Extend the passage on Gandhi's An Autobiography and its idea of "experiments" by writing what comes after its final sentence.

• **Passage given**:
——

How different it is to read Gandhi writing about his reading than it is to read most books about Gandhi, where we have a familiar teleology, a beginning and end we’re already aware of! There are few readymade contexts in An Autobiography, few confirmations of what a life and the making of an Indian political leader should look like. Many of the moments described in it — his attempt to become a meat-eater; his admiration for the Gita and the Sermon on the Mount; other fitful developments — have long been canonical, like episodes in the life of a saint. But Gandhi’s own accounts of them remain provisional, like the time he lived in, and like the intellectual ethos that produced him and others like him.

What kind of ethos? The key lies in the term prayog, which Gandhi used in the title when the autobiography — a collection of the installments he’d written in the periodical Navjivan from 1925 to 1929 — was published in 1930. The term is translated as “experiments” in Desai’s 1940 translation. This word, more than any other, describes the world of Indians from the beginnings of the colonial project to well after it ended, and it implies why that period in India is most significant or memorable not because of the achievements and depredations of that project, or even the triumph of the freedom movement, but for these experiments Indians undertook. By “experiment” I think Gandhi means an openness to formative encounters (“truth”), whether they occur as texts, events, or people. The encounter is accompanied by an acknowledgment of the nature and implications of its impact. Gandhi’s readings, and discovery of, the Bible, the Gita, Ruskin, Tolstoy, even law books, are each encounters comprising this ongoing experiment, encounters that can’t be reduced, as we see from the language of the Autobiography, to remarks like: “He learnt such and such from Tolstoy and the Gita,” or “He admired Ruskin because…”

——

• **Excerpted data**:

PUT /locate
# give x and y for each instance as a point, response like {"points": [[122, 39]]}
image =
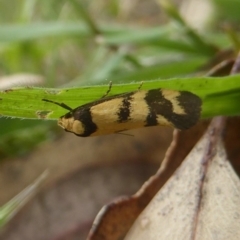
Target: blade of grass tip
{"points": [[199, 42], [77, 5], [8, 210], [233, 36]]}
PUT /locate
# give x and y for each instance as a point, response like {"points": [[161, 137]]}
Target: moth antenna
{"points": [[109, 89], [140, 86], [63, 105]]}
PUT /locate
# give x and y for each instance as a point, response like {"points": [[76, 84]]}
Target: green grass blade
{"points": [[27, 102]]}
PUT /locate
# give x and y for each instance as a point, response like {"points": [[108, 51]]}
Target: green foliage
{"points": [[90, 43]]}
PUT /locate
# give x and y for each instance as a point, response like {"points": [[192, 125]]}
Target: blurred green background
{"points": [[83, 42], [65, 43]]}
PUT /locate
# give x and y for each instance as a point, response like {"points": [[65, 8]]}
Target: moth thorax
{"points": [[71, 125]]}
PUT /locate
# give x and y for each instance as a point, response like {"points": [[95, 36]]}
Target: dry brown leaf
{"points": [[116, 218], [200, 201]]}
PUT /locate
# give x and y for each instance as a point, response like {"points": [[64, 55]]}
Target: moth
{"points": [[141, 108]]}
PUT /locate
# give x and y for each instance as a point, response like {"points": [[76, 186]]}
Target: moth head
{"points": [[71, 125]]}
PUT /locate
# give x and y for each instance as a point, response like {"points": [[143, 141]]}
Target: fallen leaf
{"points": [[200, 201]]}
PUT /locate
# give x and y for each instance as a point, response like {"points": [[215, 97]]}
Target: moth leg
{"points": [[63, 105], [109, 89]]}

——

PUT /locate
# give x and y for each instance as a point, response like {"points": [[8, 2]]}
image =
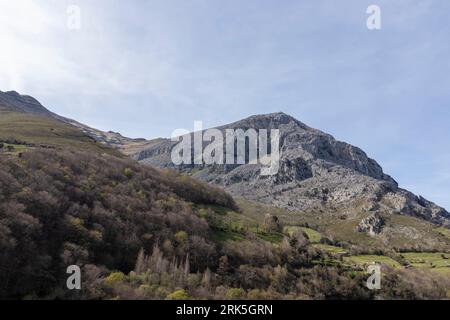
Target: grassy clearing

——

• **Expected answer**:
Tagore, temperamentally different from Gandhi and often in disagreement with him, is also shaped by this experimental ethos, this openness to the encounter. In his case, the encounters include his unsettling acquaintanceship with his sister-in-law Kadambari Devi's acuity of perspective; his discovery of the English poet Thomas Chatterton converging with his discovery of the 15th-century devotional poets Chandidas and Vidyapati (just as there’s a simultaneity to Gandhi’s reading of Arnold’s translation of the Gita and the Sermon on the Mount); and his transformative revaluation of the fourth-century Sanskrit poet Kalidasa, who was being discussed in educated circles in India and Europe in the 19th century because of William Jones’s 1789 translation of Shakuntala. According to Tagore himself, he knew little Sanskrit until he turned 14, and began to learn the language when he found the 12th-century poet Jayadeva’s Gita Govinda among his father’s books, puzzling over a form of poetry that seemed to have no stanzas. He claims he was later electrified on first encountering these lines in Kalidasa: “Mandakininirjharashikharanam / bodha muhu kampitadevadaru” (“the breeze, moist with drops of the Mandakini, / makes leaves fall from the deodar trees”).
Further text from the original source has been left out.